### DIRECTIVE
Can you continue the forum reply about finding polygon orientation, starting right after its final sentence?

### PASSAGE GIVEN
:::::
At 11:24 PM 1/21/02 +0100, Eric wrote:
>The most common way is done thru dot products or (quite identical) signed
>area :
That's a great technique, but it's a lot of work to process large polygons
because you have to do the arithmetic at every vertex. It strikes me that
a task as conceptually simple as determining polygon orientation ought to
require less computation. I found a way by cheating slightly. In systems
that maintain minimum bounding rectangle (MBR) information--I believe
MapInfo is one of them--there is a faster method. Loop over the vertices
until you find one whose Y coordinate equals the minimum Y
coordinate. This vertex is at the bottom of the polygon, so just check
whether the polygon is being drawn left-to-right or right-to-left at this
point to determine whether it is counterclockwise or clockwise,
respectively. This works except when the vertex found is the tip of a
zero-area sliver, which should not occur. On the average you have to check
only half the vertices and the arithmetic is the fastest possible: a simple
comparison of two numbers.
:::::
(Collected data)
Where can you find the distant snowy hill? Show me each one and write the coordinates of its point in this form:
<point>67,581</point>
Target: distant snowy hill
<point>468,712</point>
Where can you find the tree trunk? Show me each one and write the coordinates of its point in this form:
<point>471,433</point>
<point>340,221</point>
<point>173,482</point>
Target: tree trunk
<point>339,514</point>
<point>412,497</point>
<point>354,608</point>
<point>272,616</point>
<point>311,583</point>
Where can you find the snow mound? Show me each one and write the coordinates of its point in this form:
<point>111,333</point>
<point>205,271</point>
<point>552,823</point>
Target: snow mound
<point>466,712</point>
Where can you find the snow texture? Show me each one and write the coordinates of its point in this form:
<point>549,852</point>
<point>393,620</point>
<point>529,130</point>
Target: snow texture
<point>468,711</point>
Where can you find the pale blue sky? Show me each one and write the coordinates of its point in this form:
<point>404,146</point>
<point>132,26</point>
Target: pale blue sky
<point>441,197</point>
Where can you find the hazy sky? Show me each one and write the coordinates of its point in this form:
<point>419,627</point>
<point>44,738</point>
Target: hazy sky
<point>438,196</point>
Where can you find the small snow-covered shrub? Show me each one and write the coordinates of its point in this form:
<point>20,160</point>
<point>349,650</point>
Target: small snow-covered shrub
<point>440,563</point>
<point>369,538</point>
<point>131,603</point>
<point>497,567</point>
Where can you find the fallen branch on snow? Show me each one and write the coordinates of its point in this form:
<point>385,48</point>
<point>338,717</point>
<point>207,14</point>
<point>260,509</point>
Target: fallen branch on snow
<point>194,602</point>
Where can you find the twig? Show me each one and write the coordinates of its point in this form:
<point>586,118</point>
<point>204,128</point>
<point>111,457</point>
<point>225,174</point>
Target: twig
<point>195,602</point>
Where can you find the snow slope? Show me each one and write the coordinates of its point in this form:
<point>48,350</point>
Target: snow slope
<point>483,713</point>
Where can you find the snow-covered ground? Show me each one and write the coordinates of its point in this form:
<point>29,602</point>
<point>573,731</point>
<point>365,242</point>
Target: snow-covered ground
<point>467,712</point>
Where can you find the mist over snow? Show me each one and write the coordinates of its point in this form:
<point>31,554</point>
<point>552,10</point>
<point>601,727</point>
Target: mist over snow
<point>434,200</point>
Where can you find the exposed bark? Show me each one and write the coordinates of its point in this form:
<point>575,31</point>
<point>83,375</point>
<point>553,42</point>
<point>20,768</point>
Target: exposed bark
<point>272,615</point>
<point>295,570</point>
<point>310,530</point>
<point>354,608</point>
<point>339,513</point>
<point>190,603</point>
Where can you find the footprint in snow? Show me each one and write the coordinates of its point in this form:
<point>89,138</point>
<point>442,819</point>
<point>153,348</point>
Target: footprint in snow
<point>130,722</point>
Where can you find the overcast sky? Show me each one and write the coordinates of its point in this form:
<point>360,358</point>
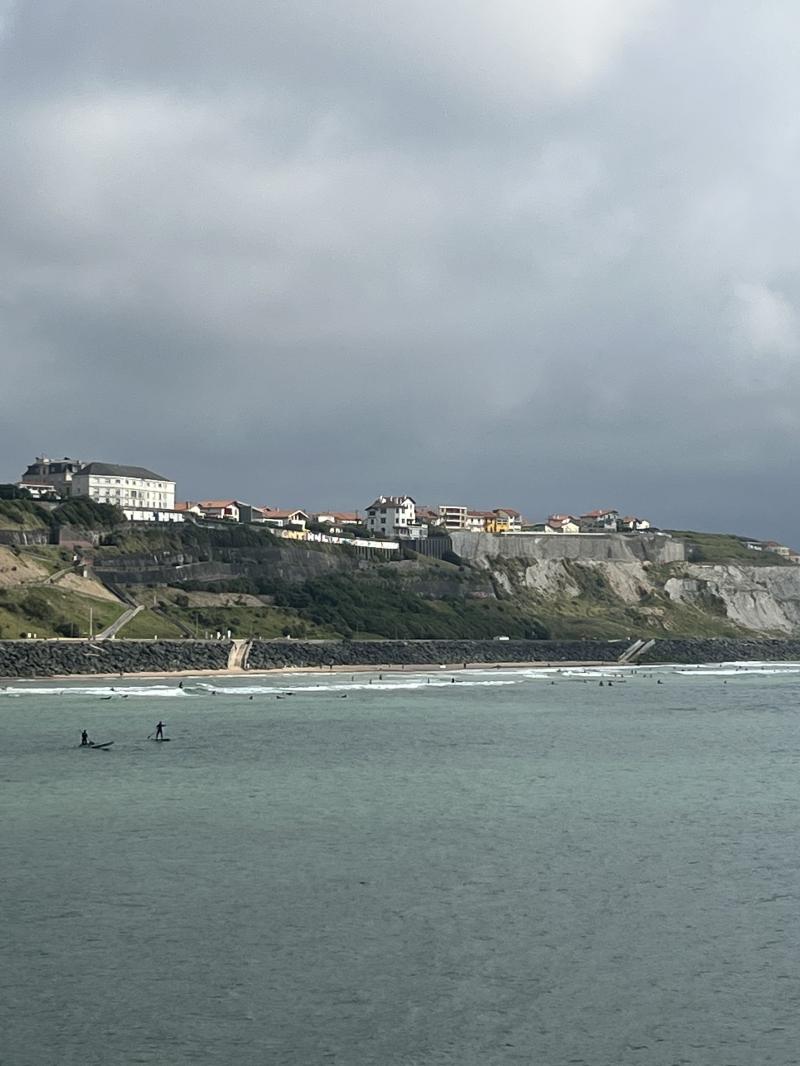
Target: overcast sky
<point>511,253</point>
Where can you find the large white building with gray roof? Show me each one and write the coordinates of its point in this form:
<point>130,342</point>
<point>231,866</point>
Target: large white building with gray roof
<point>131,488</point>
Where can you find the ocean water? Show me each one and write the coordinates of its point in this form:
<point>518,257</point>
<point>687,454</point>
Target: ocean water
<point>479,868</point>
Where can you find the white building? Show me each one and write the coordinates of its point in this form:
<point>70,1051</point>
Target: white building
<point>390,515</point>
<point>453,516</point>
<point>132,488</point>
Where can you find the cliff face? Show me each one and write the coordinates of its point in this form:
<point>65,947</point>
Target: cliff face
<point>757,599</point>
<point>762,598</point>
<point>643,547</point>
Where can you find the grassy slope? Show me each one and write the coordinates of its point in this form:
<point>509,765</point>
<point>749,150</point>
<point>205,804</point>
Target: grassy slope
<point>724,548</point>
<point>43,609</point>
<point>21,515</point>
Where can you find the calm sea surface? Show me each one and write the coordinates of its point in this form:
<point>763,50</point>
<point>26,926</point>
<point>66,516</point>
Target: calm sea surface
<point>498,870</point>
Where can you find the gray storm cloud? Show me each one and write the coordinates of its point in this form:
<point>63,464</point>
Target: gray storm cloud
<point>531,254</point>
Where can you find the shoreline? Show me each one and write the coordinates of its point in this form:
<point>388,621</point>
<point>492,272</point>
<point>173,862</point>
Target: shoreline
<point>324,671</point>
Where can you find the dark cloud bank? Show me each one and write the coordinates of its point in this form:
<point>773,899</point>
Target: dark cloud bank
<point>526,254</point>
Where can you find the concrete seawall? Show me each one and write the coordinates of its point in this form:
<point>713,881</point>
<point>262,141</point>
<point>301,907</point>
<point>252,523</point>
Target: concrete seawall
<point>31,659</point>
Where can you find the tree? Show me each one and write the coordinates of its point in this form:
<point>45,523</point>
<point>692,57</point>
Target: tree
<point>9,491</point>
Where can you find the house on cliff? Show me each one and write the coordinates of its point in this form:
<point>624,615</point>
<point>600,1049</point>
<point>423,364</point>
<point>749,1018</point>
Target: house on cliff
<point>600,521</point>
<point>390,515</point>
<point>561,523</point>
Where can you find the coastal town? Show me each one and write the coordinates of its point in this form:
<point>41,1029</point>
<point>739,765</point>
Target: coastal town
<point>384,523</point>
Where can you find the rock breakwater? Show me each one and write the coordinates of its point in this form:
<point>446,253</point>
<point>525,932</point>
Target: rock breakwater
<point>19,659</point>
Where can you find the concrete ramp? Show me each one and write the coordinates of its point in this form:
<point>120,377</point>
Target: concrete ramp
<point>110,632</point>
<point>239,653</point>
<point>637,648</point>
<point>628,653</point>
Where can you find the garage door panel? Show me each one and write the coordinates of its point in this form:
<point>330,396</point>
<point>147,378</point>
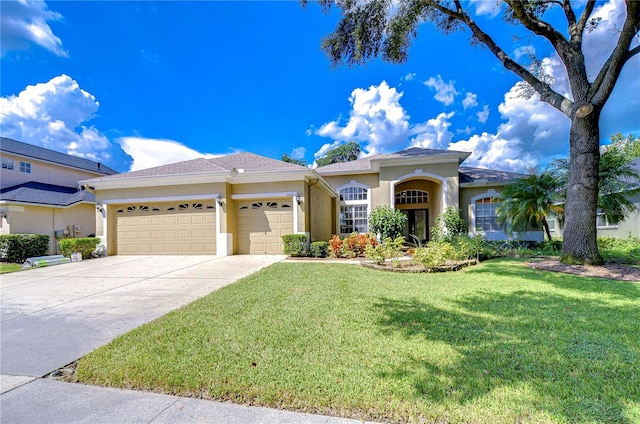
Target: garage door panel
<point>261,225</point>
<point>166,229</point>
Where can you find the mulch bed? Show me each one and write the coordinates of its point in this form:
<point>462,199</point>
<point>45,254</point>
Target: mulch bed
<point>611,271</point>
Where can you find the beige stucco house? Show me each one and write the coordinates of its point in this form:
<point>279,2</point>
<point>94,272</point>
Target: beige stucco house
<point>243,203</point>
<point>40,193</point>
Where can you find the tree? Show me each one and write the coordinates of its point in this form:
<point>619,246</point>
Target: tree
<point>369,29</point>
<point>529,201</point>
<point>289,159</point>
<point>629,145</point>
<point>617,179</point>
<point>343,153</point>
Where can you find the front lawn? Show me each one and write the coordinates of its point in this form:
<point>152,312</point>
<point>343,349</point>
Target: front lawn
<point>497,342</point>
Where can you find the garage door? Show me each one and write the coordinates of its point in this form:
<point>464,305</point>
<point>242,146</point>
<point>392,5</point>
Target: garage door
<point>261,225</point>
<point>184,228</point>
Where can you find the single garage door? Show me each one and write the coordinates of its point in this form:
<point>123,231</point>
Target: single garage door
<point>181,228</point>
<point>261,224</point>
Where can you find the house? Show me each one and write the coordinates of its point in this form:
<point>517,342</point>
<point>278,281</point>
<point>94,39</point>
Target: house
<point>243,203</point>
<point>40,194</point>
<point>630,226</point>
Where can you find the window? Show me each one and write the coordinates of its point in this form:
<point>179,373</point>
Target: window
<point>603,222</point>
<point>409,197</point>
<point>354,209</point>
<point>353,219</point>
<point>7,163</point>
<point>353,193</point>
<point>25,167</point>
<point>486,219</point>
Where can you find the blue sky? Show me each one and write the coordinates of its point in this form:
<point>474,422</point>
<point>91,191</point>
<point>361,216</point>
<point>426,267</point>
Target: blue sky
<point>140,84</point>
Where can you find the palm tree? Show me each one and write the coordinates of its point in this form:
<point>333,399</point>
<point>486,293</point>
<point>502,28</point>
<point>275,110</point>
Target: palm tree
<point>529,200</point>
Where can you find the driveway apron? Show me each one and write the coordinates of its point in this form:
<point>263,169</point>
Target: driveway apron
<point>54,315</point>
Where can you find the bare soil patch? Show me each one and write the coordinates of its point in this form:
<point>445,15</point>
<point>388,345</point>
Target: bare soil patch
<point>611,271</point>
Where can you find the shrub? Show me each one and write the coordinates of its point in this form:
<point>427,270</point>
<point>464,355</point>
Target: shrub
<point>84,245</point>
<point>435,254</point>
<point>335,247</point>
<point>449,224</point>
<point>295,244</point>
<point>387,222</point>
<point>388,249</point>
<point>319,249</point>
<point>17,248</point>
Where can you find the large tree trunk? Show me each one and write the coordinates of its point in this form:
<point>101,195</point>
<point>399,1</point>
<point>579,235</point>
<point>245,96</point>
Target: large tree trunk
<point>580,243</point>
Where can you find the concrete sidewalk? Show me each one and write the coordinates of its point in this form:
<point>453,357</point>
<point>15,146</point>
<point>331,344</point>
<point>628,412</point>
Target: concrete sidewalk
<point>52,316</point>
<point>49,401</point>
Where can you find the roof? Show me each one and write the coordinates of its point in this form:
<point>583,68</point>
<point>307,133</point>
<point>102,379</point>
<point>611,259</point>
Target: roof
<point>45,194</point>
<point>241,162</point>
<point>366,164</point>
<point>481,175</point>
<point>28,150</point>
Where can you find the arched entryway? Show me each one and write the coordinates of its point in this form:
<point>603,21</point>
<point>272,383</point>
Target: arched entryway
<point>420,199</point>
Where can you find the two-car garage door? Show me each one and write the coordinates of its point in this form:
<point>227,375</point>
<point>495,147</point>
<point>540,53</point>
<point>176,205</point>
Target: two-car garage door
<point>178,228</point>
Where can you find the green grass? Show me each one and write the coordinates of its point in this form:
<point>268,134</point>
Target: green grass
<point>6,267</point>
<point>497,342</point>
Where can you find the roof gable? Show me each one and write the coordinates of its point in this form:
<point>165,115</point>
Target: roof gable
<point>28,150</point>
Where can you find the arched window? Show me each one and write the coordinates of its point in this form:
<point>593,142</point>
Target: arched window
<point>410,197</point>
<point>354,208</point>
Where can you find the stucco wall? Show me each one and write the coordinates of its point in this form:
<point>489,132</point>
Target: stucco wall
<point>45,220</point>
<point>42,172</point>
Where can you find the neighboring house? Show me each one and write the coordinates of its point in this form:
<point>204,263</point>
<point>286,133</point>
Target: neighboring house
<point>40,194</point>
<point>630,226</point>
<point>244,203</point>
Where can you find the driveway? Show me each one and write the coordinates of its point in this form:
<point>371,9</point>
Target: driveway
<point>54,315</point>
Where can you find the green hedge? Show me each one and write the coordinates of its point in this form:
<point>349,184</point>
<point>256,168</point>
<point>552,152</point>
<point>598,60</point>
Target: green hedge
<point>295,244</point>
<point>84,245</point>
<point>17,248</point>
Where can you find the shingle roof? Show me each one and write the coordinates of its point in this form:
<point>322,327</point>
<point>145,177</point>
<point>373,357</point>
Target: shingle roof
<point>364,164</point>
<point>473,175</point>
<point>255,163</point>
<point>46,194</point>
<point>31,151</point>
<point>248,162</point>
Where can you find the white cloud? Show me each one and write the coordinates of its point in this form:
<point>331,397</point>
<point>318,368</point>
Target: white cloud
<point>483,115</point>
<point>433,134</point>
<point>376,120</point>
<point>24,23</point>
<point>486,7</point>
<point>445,92</point>
<point>150,152</point>
<point>298,152</point>
<point>52,115</point>
<point>470,100</point>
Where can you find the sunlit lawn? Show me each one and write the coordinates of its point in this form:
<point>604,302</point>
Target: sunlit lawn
<point>494,343</point>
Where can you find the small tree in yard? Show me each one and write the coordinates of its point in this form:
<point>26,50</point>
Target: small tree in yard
<point>385,28</point>
<point>387,222</point>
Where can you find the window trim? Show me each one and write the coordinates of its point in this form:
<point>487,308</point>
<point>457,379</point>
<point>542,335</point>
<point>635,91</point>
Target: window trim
<point>8,164</point>
<point>341,203</point>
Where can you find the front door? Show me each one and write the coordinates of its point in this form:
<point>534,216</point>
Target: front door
<point>417,228</point>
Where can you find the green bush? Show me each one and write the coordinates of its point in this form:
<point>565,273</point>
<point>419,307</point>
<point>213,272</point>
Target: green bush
<point>319,249</point>
<point>388,249</point>
<point>295,244</point>
<point>387,222</point>
<point>17,248</point>
<point>84,245</point>
<point>449,224</point>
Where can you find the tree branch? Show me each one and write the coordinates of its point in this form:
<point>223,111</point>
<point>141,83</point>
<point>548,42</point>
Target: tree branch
<point>605,81</point>
<point>547,93</point>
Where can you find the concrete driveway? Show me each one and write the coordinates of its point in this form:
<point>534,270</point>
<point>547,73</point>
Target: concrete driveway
<point>54,315</point>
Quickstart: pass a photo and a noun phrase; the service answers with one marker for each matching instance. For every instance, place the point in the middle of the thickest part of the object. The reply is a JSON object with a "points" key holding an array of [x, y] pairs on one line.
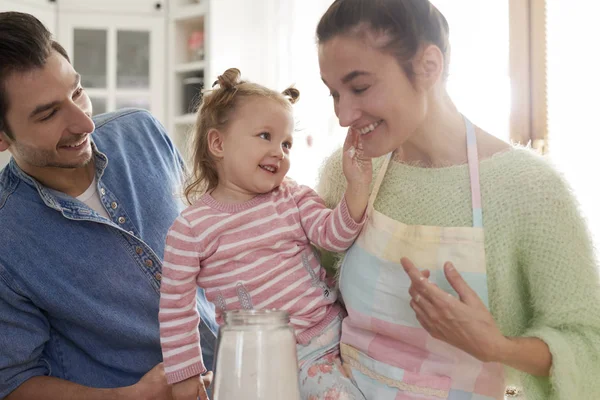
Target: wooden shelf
{"points": [[187, 119], [193, 11], [190, 67]]}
:::::
### EXERCISE RESULT
Here are the details. Assuming the polygon is connected, it can be
represented as an array P[0..N+1] of points where P[0] = P[N] and P[1] =
P[N+1]. Let the known minimum Y coordinate obtained from the MBR be
y0. Assuming there is a function Norm(p) = sqrt(p.x^2 + p.y^2) for the
lengths of vectors, then the C-like pseudo-code is short and elegant:
for (i=1; i <=N && P[i].y > y0; i++) {}
e = P[i] - P[i-1]
f = P[i+1] - P[i]
return Norm(e)*f.x + Norm(f)*e.x > 0 /* If this expression is
zero, there is a problem. */
This function returns true for counterclockwise polygons and false
otherwise. It's easily implemented in MapBasic.
A production program has to cope with invalid input. The "i<=N" part
prevents endless looping if y0 is incorrect. After the loop, check for
this condition with i==N+1. (If y0 is guaranteed correct, then removing
the "i<=N" check could double the speed of the program.) If the expression
"Norm(e)*f.x + Norm(f)*e.x" is zero, then P[i] is the tip of a zero-area
sliver. Thus you can reliably detect many bad inputs and bullet-proof your
code.
It would be interesting to find a solution that is even more efficient than
this one.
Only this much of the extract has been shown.